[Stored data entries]
################

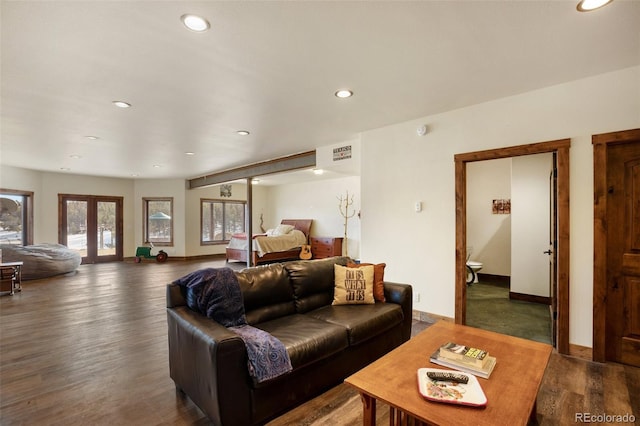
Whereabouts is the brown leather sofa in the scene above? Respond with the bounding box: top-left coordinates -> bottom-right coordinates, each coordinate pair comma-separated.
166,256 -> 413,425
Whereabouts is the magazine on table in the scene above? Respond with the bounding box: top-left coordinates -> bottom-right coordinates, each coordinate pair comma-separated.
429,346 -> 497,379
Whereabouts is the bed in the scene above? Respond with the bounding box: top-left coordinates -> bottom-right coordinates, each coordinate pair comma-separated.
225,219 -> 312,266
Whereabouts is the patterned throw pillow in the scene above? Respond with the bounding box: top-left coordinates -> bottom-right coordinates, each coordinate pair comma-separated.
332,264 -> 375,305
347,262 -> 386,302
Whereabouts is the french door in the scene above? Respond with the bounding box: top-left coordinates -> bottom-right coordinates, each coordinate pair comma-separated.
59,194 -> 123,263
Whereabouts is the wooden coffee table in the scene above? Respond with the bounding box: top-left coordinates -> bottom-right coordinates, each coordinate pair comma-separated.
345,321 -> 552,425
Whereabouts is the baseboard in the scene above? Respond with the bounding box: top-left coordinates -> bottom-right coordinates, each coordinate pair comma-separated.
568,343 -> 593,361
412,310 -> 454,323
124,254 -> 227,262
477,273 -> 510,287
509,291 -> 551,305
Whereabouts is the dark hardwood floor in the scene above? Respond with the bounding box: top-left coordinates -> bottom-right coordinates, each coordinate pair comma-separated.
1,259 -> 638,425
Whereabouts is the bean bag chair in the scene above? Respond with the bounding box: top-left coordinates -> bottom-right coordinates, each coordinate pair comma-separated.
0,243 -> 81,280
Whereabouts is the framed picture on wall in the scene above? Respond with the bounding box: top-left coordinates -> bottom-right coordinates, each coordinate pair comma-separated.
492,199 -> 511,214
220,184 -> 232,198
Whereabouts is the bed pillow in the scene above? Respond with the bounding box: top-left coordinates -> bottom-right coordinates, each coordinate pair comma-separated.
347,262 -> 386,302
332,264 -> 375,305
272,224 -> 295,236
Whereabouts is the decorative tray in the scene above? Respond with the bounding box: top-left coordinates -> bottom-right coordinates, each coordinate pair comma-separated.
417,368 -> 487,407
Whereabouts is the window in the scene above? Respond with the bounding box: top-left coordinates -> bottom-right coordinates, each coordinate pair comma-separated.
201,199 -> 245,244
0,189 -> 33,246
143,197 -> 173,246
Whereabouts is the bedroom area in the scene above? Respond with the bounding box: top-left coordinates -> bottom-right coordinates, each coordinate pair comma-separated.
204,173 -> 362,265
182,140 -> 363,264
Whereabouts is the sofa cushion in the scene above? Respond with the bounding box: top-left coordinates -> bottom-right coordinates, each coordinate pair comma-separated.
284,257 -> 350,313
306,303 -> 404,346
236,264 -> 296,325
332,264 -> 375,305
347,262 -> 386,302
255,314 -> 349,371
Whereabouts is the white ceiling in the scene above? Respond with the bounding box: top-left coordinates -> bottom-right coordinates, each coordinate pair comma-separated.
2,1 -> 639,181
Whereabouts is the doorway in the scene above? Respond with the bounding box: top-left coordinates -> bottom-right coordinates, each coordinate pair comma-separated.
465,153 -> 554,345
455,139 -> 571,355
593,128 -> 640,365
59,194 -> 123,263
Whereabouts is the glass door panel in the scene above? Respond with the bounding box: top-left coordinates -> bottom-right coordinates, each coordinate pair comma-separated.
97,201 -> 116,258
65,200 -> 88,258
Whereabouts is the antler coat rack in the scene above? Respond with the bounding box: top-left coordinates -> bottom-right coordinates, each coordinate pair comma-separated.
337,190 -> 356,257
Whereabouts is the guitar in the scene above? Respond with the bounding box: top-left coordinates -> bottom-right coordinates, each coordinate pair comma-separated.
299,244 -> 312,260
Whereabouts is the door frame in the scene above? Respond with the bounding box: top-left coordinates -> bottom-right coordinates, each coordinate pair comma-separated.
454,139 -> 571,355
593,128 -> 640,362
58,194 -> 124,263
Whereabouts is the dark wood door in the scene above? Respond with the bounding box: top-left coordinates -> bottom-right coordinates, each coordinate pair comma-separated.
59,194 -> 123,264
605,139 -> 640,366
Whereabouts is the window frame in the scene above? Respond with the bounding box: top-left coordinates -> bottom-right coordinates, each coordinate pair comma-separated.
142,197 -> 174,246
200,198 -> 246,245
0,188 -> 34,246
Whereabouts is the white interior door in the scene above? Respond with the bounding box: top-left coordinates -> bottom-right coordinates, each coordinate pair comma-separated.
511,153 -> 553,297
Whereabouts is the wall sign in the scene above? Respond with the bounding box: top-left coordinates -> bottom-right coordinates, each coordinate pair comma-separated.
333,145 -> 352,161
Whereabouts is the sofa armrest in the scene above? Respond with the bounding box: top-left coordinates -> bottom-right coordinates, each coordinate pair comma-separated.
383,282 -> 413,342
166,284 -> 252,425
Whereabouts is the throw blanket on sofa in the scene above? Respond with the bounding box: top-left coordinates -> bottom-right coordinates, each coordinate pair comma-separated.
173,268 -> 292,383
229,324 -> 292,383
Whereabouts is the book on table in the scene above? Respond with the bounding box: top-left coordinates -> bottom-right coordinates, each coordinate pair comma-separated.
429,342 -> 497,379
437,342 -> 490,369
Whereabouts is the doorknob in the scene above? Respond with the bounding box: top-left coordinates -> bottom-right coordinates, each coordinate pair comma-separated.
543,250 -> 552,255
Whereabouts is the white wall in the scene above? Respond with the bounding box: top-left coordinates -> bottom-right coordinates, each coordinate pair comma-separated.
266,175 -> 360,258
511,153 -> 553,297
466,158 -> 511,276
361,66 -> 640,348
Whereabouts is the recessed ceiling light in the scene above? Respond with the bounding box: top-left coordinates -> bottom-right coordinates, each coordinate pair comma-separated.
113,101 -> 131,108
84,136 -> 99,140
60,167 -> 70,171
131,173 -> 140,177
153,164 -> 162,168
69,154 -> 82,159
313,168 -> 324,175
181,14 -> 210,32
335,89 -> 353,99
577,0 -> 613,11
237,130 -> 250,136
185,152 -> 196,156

################

* Instructions to follow
Copy out the records exactly; the pictures stay behind.

* Result of the exercise
Whereabouts is the brown leather sofa in the scene above? Respond with the bounding box: top-left coordinates -> bottom-right coordinates, each coordinate pair comma-separated.
166,256 -> 413,425
Whereabouts is the magazine on table in the scene above? Respond with the bounding box: top-left coordinates -> bottom-right coordinates, each coordinate pair comma-separated.
429,346 -> 497,379
Whereabouts is the bed in the scene above? Respond with the bounding box: top-left coordinates -> bottom-right coordinates, each coordinate pair comma-separated.
225,219 -> 312,266
Whereabouts is the patterned throw pillow in the scene above? Respond with the bounding box: top-left coordinates -> bottom-right coordinates, each coordinate pair comma-separated.
332,264 -> 375,305
347,262 -> 386,302
Whereabouts is the french door in the scene above? Respond with the bounding box: top-left coordinates -> bottom-right coordinates, each coordinate pair comma-separated.
59,194 -> 123,263
Whereabouts is the wooden coffee table in the scene above? Respond with the bounding box: top-left coordinates -> bottom-right coordinates, each coordinate pair comma-separated.
345,321 -> 552,425
Whereabouts is the baseboard in the scene above? Respond with the bounding box: top-left coordinates -> bottom-right coordinates, each coordinate pair comma-separated.
568,343 -> 593,361
412,310 -> 454,323
124,254 -> 227,262
477,273 -> 510,287
509,291 -> 551,305
Whereabouts is the dark hardwood floor in the scene above? Respond with the bounding box: top-left coordinates -> bottom-right coordinates, each coordinate pair comma-separated.
1,259 -> 638,425
Whereabouts is the bean bag chair in the scene above? Respond with the bounding box: top-left coordinates -> bottom-right coordinates, each coordinate pair comma-separated.
0,243 -> 81,280
Whereabouts is the framed picture on wall in the scene above? Respond with the bounding box: top-left coordinates -> bottom-right coordinates, each coordinate pair comma-separated.
492,199 -> 511,214
220,184 -> 232,198
Whereabouts is the bed pillow in the scene above? Respond with the bounding box: top-left coordinates -> bottom-right coordinates, each coordinate pair comma-separated.
347,262 -> 386,302
332,264 -> 375,305
272,224 -> 295,236
Whereabouts is the decorative tray in the scene above? Respond with the bounding box: top-left coordinates -> bottom-right coordinates, each coordinate pair comma-separated.
417,368 -> 487,407
Whereabouts is the window in the scene above? Respond with the bounding box: top-left coordinates -> bottom-right coordinates, each coordinate pair comma-separated.
201,199 -> 245,244
0,189 -> 33,246
143,197 -> 173,246
Whereabouts is the bedroom area in the scene above? Respond with the bounding box: top-left coordinates -> bottom-right coordinates, each coordinate pair comma-separated.
204,173 -> 362,265
182,140 -> 363,264
Whereabouts is the sofa cushion in the scene above? Respond with the bounding box: top-left coordinates -> bottom-right coordinates, each coordinate pair comma-separated.
284,257 -> 350,313
306,303 -> 404,346
236,264 -> 296,325
332,264 -> 375,305
347,262 -> 386,302
255,314 -> 349,371
Whereabouts is the white ceiling in the scene above? Respond with the bounding box: top-left coordinates -> bottom-right coordinates, each coordinate pair comma-separated.
2,1 -> 639,181
Whereabouts is the doorway in the scene above? Respond with the bounding box: top-left coordinates -> bottom-right coordinates, each coordinate pair comma-separated.
465,153 -> 554,345
455,139 -> 571,355
593,128 -> 640,365
59,194 -> 123,263
Whereabouts is the glass door panel in the scene above? Respond with the bounding box: top-left coordinates -> bottom-right coordinates, each coordinate pair comma-separated.
97,201 -> 116,258
65,200 -> 88,258
Whereabouts is the antler coat rack in the scene above? Respond with the bounding box: top-left coordinates -> bottom-right coordinates, each coordinate pair comma-separated.
337,190 -> 356,257
Whereabouts is the guitar in the scene above? Respond with the bounding box: top-left coordinates -> bottom-right coordinates, each coordinate pair comma-separated.
299,244 -> 312,260
Whereabouts is the door frame in the scene above? Respond with the bounding box: top-left coordinates -> bottom-right coordinates, each coordinate pair comma-separated.
454,139 -> 571,355
593,128 -> 640,362
58,194 -> 124,263
Whereabouts is the dark wood door in the scene above? Respond with the bounding box: top-left coordinates -> bottom-right coordinates, each coordinate pair comma-separated.
59,194 -> 123,264
605,139 -> 640,366
Whereabouts is the window frame in the scene above? Respond with the bounding box: top-left coordinates -> bottom-right coordinates, each coordinate pair comma-separated.
142,197 -> 174,246
200,198 -> 246,245
0,188 -> 34,246
Whereabouts is the white interior door in the scene above? Respond with the bounding box: top-left coordinates -> bottom-right coordinates, each coordinate pair comma-separated.
511,153 -> 553,297
Whereabouts is the wall sign in the scene above? Respond with the bounding box: top-left coordinates -> bottom-right coordinates, each coordinate pair comma-separated.
333,145 -> 352,161
Whereabouts is the sofa armrest in the scene above? Respond with the bounding box: top-left coordinates -> bottom-right coordinates, each coordinate pair comma-separated.
383,282 -> 413,342
166,284 -> 252,425
Whereabouts is the throw blanket on sofa in the scene above? Respond with the bounding box: top-left coordinates -> bottom-right coordinates, each coordinate pair comma-separated.
173,268 -> 292,383
229,324 -> 292,383
Whereabouts is the book on table in the scene above? Respond with the bounding box: top-left coordinates -> bottom-right coordinates, each coordinate pair comma-separated.
429,342 -> 497,379
437,342 -> 490,369
Whereabouts is the doorknob in the scene above? Respond with the bounding box: top-left coordinates -> bottom-right coordinates, each coordinate pair comma-separated.
543,250 -> 552,255
Whereabouts is the white wall in the scene above? Respond with the bounding box: top-left coordinates -> bottom-right coordinates, each coordinate pair comma-separated.
266,175 -> 360,258
511,153 -> 553,297
466,158 -> 511,276
361,66 -> 640,348
Whereabouts is the recessed ceiling light in the scene above? Respond with the bounding box: top-left coordinates -> bottom-right coordinates, each coordinate pair comma-separated.
113,101 -> 131,108
84,136 -> 99,140
60,167 -> 70,171
131,173 -> 140,177
153,164 -> 162,168
69,154 -> 82,159
313,168 -> 324,175
181,14 -> 210,32
335,89 -> 353,99
577,0 -> 613,11
237,130 -> 250,136
185,152 -> 196,156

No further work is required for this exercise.